◆ Given text ◆
▬▬▬▬▬▬▬▬▬▬
Nearly two years before coronavirus became a household word, a National Institute of Health lab in Montana was conducting experiments with bats that focused on the spread of the virus.
The 2018 research was funded by the “Intramural Research Program of the National Institute of Allergy and Infectious Diseases (NIAID), National Institutes of Health (NIH), and a research grant from NIH AID,” according to a report on the study available through the National Library of Medicine.
At the time, Dr. Anthony Fauci was the director of NIAID, a post he held from 1984 until his retirement in 2022.
The research was conducted at the Rocky Mountain Laboratories in Montana, which NIAID calls a “premier NIH facility for biomedical research.”
The experiment sought to determine whether the WIV1-coronavirus could infect and replicate in a group of 12 Egyptian fruit bats.
“They performed exams on the animals daily and measured things like body weight and temperature,” the Daily Mail reported. “Scientists also took samples from the bats’ noses and throats.
▬▬▬▬▬▬▬▬▬▬
◆ Available data ◆

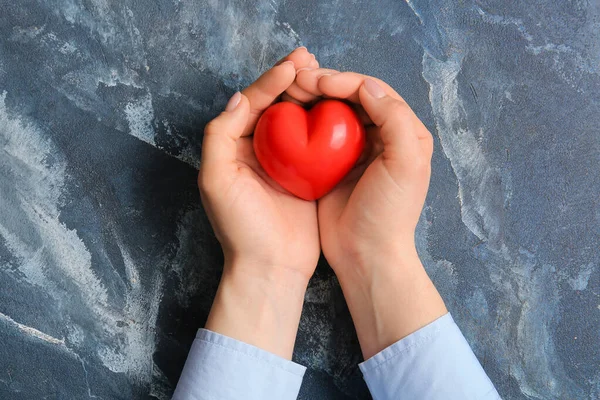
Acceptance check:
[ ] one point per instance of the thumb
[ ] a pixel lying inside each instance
▬▬▬▬▬▬▬▬▬▬
◆ Required work ◆
- 1) From the bat experiment article, list every year given as a four-digit number, in the order they appear.
- 2) Please update the bat experiment article's passage starting with "The 2018 research" and going on through "Library of Medicine." by putting "summary" in place of "report".

◆ Solutions to the exercise ◆
- 1) 2018, 1984, 2022

- 2)
The 2018 research was funded by the “Intramural Research Program of the National Institute of Allergy and Infectious Diseases (NIAID), National Institutes of Health (NIH), and a research grant from NIH AID,” according to a summary on the study available through the National Library of Medicine.